===== Data provided
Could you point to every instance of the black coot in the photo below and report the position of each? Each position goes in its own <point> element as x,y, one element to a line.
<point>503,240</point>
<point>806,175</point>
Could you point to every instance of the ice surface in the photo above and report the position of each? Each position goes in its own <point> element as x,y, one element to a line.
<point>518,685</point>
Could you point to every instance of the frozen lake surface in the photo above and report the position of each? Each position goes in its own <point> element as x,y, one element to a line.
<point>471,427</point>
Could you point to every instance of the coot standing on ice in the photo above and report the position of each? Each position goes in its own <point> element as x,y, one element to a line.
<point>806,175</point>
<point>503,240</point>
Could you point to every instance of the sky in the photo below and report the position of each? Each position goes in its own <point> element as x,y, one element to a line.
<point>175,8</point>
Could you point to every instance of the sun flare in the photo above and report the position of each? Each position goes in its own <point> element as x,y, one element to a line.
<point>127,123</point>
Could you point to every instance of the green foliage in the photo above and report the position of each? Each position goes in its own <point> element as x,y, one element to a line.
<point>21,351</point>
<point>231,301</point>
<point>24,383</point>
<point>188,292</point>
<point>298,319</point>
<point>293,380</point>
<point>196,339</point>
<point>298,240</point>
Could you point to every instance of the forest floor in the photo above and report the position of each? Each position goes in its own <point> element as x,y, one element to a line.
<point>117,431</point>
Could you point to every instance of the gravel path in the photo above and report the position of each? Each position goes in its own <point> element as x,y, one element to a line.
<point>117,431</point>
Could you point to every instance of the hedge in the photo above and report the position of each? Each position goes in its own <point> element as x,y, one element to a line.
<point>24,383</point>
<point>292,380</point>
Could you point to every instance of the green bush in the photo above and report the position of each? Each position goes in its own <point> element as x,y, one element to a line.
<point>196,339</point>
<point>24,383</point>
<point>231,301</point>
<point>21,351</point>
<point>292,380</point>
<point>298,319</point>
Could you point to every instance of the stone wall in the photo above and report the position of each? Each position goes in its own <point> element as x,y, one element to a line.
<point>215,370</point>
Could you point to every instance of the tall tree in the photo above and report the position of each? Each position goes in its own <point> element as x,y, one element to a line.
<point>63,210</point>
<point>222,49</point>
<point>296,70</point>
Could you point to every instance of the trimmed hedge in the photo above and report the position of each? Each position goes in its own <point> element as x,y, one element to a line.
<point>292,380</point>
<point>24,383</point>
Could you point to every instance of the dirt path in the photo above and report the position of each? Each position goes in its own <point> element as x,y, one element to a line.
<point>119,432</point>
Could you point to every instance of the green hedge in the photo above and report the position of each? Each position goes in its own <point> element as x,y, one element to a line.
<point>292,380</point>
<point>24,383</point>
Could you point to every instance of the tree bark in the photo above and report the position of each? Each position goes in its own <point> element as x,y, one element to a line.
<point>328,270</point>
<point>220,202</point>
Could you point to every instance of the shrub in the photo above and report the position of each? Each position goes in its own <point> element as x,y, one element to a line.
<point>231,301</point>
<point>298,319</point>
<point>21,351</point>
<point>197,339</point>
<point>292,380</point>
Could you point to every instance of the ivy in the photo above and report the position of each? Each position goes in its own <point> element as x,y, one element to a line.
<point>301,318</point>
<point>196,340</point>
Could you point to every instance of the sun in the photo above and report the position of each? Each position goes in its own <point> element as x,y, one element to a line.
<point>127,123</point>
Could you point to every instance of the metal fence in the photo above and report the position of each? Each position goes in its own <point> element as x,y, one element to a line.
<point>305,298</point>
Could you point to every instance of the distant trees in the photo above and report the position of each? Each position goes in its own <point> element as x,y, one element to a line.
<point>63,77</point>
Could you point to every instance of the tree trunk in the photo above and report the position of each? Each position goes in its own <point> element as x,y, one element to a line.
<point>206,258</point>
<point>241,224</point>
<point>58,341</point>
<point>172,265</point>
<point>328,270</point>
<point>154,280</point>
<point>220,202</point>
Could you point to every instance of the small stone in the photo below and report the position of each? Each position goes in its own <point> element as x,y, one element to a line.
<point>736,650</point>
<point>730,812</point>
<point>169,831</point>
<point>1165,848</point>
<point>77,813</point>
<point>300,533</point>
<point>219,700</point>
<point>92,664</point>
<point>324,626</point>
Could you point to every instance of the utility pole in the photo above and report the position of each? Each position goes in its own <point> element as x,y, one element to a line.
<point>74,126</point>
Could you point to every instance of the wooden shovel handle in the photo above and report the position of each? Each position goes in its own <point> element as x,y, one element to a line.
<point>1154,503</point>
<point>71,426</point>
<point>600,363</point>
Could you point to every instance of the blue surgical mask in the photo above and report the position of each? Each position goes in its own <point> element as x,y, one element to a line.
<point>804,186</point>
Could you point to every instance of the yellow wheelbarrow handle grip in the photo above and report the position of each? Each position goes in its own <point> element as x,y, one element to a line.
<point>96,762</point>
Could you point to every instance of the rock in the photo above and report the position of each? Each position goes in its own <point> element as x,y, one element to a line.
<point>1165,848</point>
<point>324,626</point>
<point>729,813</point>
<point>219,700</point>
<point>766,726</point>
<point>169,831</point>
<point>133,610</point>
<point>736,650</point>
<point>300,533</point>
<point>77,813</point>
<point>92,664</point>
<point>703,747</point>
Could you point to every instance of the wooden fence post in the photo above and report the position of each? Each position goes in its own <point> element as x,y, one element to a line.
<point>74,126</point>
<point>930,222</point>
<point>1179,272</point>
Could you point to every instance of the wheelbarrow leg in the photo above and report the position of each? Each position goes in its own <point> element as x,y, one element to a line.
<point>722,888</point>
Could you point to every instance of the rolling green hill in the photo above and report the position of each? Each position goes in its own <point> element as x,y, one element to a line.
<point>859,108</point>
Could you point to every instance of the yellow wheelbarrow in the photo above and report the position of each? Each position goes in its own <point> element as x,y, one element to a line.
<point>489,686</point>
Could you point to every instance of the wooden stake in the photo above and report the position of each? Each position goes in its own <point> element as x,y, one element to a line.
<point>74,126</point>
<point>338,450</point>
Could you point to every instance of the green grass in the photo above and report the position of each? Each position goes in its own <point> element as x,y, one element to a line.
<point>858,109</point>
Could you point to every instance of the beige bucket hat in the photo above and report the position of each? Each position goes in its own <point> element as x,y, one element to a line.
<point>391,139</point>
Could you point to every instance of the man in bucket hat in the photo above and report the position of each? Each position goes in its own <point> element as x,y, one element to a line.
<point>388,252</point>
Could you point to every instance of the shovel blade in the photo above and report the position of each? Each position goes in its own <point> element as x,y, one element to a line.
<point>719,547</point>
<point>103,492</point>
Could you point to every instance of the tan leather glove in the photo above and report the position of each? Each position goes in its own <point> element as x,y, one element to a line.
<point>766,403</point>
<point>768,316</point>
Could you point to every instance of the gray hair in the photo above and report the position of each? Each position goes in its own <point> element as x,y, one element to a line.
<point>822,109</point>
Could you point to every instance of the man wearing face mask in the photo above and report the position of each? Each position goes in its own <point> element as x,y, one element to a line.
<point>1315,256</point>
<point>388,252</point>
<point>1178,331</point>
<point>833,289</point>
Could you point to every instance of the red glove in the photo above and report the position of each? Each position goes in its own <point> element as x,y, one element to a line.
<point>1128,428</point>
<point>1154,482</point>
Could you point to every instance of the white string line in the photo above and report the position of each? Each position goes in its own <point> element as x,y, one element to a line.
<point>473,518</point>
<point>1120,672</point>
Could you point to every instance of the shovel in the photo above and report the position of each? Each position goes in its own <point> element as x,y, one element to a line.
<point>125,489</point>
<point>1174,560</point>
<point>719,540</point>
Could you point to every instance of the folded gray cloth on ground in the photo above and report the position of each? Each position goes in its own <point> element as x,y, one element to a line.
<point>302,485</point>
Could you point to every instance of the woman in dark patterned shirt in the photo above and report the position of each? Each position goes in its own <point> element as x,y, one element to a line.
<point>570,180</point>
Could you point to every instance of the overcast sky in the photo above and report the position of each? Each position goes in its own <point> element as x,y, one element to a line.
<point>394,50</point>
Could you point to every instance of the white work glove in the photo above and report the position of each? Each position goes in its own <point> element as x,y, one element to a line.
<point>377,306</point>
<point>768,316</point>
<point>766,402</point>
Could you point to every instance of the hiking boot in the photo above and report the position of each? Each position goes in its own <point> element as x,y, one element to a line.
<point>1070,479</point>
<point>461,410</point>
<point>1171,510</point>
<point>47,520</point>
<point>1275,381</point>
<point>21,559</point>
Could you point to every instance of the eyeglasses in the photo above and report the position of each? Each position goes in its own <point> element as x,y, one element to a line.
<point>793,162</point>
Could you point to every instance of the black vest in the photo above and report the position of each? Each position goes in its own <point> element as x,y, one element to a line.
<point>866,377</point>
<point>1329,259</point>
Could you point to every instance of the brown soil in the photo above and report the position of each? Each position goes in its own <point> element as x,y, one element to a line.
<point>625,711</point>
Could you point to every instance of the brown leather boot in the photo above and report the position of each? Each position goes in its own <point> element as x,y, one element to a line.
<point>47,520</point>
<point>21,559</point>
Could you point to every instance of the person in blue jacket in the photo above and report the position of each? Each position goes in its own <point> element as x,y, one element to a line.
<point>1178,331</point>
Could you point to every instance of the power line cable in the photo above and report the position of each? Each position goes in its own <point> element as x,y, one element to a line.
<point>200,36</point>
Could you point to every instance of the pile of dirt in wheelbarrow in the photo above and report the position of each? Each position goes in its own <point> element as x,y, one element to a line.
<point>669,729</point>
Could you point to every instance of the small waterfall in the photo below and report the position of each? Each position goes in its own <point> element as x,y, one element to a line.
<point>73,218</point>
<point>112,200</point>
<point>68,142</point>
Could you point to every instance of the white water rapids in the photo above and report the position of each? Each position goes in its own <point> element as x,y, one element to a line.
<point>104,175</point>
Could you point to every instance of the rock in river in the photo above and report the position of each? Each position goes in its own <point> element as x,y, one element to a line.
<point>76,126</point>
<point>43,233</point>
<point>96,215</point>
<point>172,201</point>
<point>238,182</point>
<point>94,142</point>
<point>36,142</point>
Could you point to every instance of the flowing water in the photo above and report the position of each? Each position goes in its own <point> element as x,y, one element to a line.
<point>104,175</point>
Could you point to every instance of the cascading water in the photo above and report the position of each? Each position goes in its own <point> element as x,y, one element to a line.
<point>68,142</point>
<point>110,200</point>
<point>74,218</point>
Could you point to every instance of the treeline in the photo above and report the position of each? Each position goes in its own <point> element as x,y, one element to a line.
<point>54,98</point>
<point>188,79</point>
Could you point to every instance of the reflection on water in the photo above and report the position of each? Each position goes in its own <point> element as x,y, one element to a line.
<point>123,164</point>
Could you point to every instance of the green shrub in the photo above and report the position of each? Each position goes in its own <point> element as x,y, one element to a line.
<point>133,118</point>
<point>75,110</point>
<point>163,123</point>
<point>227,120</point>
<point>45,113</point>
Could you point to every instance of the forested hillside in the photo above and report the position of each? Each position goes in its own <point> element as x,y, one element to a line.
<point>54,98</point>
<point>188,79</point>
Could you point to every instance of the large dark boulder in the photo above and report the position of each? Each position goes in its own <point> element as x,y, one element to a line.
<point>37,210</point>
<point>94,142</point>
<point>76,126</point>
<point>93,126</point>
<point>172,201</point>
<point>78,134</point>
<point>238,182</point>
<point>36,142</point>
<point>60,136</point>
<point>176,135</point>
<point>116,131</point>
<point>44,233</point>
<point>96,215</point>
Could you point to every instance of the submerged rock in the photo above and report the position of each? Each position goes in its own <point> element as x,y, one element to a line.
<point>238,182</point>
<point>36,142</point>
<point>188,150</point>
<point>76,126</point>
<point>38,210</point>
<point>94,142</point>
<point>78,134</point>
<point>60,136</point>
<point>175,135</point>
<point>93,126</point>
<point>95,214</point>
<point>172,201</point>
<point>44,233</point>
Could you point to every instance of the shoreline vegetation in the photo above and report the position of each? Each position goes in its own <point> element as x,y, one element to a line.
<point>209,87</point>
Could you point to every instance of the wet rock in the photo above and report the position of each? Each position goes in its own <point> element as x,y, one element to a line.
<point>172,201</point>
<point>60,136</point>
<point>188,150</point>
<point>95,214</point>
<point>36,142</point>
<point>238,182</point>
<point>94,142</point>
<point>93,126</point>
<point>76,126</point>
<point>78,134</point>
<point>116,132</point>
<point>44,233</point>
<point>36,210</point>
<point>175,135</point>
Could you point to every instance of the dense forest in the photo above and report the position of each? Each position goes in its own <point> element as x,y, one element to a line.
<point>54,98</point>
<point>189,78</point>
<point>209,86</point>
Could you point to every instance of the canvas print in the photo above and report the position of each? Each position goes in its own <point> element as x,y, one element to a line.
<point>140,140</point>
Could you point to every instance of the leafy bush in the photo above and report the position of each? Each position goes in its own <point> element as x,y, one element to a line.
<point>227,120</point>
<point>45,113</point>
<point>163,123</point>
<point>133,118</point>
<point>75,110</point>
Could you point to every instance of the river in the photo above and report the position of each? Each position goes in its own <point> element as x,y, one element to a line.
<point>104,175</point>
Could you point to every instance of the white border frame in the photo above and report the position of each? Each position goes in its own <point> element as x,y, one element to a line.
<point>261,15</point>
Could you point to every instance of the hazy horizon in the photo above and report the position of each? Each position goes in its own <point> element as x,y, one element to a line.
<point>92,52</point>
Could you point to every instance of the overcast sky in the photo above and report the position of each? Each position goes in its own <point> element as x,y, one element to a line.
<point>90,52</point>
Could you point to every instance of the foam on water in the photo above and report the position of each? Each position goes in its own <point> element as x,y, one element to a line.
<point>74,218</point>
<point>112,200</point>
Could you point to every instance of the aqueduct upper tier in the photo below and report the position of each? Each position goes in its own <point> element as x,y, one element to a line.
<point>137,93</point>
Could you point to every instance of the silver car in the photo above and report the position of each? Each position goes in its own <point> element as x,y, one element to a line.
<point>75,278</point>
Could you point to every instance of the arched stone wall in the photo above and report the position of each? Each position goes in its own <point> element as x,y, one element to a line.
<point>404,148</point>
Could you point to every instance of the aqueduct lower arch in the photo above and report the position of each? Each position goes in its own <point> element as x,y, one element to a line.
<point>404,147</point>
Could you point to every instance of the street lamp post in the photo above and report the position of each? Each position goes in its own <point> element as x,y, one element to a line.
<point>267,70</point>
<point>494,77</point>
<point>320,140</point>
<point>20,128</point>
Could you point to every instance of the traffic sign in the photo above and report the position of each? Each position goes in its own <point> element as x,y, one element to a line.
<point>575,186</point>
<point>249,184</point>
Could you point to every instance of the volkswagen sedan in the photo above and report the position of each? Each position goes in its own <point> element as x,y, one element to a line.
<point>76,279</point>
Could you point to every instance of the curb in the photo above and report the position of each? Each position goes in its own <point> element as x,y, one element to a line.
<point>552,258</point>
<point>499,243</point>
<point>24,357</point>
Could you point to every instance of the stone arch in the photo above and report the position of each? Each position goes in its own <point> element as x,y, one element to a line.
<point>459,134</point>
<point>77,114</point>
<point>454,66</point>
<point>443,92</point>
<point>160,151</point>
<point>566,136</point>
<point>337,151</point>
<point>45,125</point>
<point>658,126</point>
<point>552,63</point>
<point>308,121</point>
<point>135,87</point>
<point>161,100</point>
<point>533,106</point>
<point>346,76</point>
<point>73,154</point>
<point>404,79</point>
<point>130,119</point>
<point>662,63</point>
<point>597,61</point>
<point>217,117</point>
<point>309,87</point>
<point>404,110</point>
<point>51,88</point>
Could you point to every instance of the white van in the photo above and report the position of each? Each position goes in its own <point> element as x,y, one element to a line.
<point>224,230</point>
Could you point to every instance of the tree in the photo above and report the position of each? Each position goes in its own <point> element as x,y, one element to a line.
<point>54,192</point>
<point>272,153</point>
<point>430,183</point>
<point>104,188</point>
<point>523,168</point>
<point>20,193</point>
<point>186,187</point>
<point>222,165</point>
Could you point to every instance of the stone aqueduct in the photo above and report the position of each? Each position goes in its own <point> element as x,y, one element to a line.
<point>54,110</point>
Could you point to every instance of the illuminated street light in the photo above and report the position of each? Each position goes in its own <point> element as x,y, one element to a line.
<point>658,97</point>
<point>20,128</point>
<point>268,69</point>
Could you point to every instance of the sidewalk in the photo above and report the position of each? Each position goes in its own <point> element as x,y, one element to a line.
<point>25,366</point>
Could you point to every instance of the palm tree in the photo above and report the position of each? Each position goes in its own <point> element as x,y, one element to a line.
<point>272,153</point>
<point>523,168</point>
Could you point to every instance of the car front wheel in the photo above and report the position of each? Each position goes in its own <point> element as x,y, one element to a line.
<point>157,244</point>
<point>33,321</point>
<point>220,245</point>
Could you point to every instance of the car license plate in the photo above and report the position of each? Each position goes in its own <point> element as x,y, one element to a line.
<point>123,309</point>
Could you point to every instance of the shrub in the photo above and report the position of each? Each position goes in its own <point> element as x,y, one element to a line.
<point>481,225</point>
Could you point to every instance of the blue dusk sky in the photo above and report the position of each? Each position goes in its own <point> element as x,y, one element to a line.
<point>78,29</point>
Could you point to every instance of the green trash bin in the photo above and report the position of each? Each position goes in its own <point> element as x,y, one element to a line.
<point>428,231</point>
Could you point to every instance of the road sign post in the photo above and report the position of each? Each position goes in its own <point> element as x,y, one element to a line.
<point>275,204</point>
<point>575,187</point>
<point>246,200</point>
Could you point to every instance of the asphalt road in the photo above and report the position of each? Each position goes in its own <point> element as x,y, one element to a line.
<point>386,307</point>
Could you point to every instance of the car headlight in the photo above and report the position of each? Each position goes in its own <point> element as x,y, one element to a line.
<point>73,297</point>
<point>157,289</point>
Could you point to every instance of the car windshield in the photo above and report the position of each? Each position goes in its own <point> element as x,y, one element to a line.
==========
# Written exercise
Word for word, quote the lines from the line containing "Could you point to every instance of the green trash" through the end of the material, both included, and nothing else.

# Response to this exercise
Could you point to every instance of the green trash bin in the photo above and report the position of each? Each position goes in its own <point> element as x,y, one element to a line.
<point>428,231</point>
Could you point to every instance of the road sign post in the photo above and report the position of each? Each position goes in its own <point> element as x,y, one element to a line.
<point>275,204</point>
<point>575,187</point>
<point>246,200</point>
Could you point to every instance of the asphalt road in the photo above and report the position of each? Each position goes in its own <point> element as x,y, one element to a line.
<point>386,307</point>
Could you point to every instance of the car headlight in the photo above and report the position of each? Each position goes in its own <point> element as x,y, one element to a line.
<point>73,297</point>
<point>157,289</point>
Could you point to every instance of the car windshield in the photo above and report the position of each? Each position goes in its own <point> element as x,y, one element to a line.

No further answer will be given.